Your instructions: Extract every line of the material below that contains the word "edge".

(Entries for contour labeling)

begin

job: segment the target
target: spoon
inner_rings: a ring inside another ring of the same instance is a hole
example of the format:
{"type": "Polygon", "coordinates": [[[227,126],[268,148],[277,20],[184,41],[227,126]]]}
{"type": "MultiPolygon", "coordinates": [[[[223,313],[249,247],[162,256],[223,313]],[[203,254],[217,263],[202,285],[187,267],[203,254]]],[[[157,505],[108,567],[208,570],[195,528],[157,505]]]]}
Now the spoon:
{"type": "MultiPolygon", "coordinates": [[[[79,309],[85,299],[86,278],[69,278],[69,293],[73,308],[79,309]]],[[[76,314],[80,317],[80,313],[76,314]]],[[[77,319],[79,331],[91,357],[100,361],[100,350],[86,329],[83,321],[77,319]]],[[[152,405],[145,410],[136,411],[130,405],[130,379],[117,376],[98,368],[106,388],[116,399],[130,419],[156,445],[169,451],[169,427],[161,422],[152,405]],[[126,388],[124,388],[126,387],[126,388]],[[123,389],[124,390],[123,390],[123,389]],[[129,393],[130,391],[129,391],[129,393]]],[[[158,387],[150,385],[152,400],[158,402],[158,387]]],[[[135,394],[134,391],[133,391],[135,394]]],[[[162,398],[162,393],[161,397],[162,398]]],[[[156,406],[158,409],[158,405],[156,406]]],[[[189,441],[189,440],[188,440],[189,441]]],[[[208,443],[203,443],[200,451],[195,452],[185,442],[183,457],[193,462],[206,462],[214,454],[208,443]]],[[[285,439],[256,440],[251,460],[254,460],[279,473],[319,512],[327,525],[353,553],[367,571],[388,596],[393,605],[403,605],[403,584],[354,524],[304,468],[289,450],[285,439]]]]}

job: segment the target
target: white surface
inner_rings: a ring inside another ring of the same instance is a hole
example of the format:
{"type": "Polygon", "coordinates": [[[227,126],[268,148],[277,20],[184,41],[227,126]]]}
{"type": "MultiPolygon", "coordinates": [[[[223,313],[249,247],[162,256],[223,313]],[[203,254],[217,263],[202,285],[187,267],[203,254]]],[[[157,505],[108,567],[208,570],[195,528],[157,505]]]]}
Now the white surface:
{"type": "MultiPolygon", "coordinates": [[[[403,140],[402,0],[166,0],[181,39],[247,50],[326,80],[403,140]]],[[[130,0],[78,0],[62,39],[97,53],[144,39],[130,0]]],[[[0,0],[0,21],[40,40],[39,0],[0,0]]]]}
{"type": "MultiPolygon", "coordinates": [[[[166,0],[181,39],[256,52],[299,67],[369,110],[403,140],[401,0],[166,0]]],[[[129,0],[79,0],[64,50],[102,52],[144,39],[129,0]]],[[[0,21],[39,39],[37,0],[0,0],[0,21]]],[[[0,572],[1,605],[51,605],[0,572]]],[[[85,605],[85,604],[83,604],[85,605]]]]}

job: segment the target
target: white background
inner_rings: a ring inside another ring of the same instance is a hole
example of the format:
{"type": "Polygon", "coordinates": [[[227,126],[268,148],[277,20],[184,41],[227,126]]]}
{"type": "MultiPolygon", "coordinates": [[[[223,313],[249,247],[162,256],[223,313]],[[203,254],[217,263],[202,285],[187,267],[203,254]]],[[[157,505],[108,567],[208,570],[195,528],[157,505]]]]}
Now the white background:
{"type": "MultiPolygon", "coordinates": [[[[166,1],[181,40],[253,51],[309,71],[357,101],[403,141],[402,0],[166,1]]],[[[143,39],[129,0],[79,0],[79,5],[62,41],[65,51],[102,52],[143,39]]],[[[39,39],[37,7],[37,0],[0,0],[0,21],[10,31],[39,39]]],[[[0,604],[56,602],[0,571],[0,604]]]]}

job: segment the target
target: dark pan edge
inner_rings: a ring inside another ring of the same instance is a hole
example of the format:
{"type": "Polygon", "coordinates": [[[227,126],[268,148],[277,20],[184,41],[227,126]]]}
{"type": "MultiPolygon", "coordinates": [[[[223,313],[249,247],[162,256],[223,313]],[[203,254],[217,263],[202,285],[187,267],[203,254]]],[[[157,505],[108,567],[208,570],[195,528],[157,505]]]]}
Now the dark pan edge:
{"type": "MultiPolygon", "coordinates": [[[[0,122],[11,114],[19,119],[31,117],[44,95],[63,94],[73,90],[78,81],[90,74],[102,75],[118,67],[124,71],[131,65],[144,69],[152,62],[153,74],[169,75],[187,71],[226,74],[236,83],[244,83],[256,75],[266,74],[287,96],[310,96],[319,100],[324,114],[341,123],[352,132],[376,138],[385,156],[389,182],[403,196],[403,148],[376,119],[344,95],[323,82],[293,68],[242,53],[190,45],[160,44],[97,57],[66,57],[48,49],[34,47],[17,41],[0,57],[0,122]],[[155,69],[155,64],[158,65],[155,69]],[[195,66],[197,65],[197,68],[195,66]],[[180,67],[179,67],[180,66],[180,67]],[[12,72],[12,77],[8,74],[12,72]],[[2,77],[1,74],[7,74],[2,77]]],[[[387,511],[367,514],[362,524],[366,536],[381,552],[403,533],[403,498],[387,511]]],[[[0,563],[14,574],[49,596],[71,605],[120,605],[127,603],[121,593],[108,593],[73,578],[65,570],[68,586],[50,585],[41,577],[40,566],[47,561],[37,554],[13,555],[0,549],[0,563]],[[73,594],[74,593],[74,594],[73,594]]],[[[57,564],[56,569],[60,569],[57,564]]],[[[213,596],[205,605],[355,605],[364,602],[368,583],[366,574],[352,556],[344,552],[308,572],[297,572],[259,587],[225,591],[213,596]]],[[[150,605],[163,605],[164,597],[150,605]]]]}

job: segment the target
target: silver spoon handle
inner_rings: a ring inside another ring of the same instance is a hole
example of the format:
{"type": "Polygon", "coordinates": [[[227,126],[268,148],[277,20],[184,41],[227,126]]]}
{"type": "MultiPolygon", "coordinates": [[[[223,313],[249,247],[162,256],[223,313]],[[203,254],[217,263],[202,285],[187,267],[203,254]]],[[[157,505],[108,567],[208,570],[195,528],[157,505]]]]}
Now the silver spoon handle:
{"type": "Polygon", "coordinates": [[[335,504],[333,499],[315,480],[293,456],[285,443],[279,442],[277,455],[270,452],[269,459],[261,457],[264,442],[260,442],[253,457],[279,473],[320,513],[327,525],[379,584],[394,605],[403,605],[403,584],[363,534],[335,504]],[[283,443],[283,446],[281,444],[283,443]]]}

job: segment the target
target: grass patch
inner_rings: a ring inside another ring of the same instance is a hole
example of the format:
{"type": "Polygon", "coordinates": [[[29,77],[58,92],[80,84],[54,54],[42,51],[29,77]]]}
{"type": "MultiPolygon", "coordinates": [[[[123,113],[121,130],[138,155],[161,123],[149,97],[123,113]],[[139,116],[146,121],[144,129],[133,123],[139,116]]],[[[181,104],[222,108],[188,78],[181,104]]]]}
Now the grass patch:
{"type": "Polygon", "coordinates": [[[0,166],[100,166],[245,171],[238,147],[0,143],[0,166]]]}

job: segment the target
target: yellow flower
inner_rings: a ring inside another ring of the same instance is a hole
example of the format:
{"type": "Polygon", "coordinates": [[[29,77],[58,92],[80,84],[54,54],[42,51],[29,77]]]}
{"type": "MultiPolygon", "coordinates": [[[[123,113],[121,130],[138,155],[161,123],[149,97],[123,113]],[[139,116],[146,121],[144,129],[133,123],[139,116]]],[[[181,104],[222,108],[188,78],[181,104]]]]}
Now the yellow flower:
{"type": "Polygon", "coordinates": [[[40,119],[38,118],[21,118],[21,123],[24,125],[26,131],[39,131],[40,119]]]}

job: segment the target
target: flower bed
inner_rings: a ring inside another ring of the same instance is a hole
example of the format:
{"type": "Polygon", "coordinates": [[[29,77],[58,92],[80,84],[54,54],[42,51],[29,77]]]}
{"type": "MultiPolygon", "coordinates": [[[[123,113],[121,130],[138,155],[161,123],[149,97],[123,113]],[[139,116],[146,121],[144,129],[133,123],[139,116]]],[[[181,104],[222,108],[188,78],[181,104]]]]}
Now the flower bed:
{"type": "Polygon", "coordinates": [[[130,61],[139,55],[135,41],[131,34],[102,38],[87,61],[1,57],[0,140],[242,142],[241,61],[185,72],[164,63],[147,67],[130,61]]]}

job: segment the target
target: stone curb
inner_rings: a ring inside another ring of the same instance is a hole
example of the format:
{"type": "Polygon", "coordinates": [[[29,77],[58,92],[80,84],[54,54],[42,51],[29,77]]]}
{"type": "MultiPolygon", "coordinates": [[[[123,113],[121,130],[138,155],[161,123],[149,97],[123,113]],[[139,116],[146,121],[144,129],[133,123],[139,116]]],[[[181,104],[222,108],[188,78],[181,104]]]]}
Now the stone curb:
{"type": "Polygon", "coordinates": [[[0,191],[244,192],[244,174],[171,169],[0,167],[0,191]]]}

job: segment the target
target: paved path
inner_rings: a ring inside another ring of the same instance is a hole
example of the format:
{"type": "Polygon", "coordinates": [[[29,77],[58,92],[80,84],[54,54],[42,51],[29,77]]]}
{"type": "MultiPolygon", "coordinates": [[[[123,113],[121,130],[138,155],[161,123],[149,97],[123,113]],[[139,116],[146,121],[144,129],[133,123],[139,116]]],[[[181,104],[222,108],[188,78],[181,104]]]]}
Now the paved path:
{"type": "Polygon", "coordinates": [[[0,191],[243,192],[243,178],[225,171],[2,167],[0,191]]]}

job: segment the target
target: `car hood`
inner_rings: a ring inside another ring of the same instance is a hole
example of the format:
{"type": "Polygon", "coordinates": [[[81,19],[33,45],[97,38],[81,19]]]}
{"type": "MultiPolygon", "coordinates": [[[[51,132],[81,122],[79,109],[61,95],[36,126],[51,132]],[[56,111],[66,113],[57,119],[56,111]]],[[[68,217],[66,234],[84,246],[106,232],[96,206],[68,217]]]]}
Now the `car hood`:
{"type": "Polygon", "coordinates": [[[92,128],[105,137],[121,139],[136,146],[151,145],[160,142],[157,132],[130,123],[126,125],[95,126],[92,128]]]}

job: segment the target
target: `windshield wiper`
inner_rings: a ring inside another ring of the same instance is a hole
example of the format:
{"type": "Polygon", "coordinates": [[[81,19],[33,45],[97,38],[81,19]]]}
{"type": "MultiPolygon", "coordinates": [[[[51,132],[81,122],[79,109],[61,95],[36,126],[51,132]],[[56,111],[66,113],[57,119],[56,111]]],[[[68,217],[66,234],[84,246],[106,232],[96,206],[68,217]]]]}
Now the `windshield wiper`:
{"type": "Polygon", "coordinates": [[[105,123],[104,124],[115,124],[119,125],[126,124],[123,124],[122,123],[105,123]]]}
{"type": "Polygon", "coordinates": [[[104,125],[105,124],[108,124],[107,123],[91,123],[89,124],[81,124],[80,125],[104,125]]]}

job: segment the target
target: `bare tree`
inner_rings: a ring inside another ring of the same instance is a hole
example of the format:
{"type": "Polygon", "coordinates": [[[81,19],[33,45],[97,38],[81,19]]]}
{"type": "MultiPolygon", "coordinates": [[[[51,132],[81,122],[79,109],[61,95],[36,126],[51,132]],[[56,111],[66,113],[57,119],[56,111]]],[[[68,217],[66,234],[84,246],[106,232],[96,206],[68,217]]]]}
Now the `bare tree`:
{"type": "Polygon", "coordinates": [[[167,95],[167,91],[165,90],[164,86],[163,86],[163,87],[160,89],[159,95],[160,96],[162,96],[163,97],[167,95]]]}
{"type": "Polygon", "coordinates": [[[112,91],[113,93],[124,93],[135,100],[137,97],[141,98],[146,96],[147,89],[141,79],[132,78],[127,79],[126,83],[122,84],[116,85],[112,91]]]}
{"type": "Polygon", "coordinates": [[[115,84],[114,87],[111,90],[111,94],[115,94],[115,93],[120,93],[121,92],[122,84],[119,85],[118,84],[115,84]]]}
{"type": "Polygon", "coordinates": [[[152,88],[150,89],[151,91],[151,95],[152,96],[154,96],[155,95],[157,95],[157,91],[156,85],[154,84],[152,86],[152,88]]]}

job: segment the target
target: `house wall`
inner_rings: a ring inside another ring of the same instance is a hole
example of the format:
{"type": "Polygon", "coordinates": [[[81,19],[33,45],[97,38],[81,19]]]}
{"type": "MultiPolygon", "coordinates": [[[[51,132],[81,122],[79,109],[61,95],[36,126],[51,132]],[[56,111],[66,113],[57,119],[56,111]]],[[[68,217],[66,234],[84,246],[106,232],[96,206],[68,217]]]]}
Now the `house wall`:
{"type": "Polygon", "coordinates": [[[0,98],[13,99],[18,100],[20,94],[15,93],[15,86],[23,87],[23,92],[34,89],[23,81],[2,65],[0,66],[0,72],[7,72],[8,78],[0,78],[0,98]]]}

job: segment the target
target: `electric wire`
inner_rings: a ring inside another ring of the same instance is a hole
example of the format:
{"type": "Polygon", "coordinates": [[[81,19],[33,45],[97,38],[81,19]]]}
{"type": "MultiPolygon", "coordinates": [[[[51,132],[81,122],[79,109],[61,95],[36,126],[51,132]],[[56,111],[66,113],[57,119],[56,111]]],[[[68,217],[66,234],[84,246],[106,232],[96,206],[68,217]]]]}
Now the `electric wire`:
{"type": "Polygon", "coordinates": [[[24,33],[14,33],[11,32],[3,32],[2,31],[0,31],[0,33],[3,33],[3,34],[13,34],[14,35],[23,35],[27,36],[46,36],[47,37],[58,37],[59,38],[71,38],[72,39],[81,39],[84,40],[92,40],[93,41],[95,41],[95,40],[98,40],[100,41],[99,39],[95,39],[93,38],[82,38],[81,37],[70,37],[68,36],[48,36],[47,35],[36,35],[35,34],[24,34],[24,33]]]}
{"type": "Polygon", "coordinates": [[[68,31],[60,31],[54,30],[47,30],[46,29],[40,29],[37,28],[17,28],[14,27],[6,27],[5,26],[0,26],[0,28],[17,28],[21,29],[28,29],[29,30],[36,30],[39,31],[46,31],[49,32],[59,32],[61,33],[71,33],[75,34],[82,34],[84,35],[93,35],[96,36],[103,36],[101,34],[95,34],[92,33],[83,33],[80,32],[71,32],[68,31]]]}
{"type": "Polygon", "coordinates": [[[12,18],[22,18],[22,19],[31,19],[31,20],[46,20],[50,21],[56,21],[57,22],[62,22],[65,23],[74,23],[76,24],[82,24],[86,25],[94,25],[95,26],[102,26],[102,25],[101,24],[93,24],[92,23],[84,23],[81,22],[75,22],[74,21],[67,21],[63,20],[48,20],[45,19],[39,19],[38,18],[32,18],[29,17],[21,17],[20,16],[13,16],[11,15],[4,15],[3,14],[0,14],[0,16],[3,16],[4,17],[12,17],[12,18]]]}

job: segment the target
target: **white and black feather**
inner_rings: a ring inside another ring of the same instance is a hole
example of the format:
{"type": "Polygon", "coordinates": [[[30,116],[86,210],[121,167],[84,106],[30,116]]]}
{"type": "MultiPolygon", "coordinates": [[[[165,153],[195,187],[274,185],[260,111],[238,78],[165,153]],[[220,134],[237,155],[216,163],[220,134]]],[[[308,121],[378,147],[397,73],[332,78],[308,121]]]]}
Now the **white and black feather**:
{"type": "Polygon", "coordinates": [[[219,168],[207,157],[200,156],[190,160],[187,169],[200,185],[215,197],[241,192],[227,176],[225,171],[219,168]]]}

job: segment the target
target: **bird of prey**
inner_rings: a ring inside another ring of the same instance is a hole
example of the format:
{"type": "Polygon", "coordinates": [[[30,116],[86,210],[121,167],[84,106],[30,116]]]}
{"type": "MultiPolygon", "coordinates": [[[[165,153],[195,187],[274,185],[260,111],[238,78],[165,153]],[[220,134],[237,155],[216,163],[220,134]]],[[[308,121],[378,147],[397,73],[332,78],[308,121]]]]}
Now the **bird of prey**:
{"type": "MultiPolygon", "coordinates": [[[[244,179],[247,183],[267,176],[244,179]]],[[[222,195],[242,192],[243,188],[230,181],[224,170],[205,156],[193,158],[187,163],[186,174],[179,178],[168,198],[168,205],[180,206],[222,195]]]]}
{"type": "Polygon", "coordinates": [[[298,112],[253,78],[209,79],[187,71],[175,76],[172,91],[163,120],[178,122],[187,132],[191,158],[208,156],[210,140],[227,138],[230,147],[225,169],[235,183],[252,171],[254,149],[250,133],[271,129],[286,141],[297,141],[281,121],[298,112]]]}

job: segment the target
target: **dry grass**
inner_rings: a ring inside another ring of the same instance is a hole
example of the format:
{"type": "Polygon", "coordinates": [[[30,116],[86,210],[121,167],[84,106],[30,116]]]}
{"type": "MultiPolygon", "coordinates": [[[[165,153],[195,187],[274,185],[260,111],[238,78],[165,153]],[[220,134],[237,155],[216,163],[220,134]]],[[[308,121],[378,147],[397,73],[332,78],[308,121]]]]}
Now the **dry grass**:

end

Solution for this problem:
target: dark pan edge
Now the dark pan edge:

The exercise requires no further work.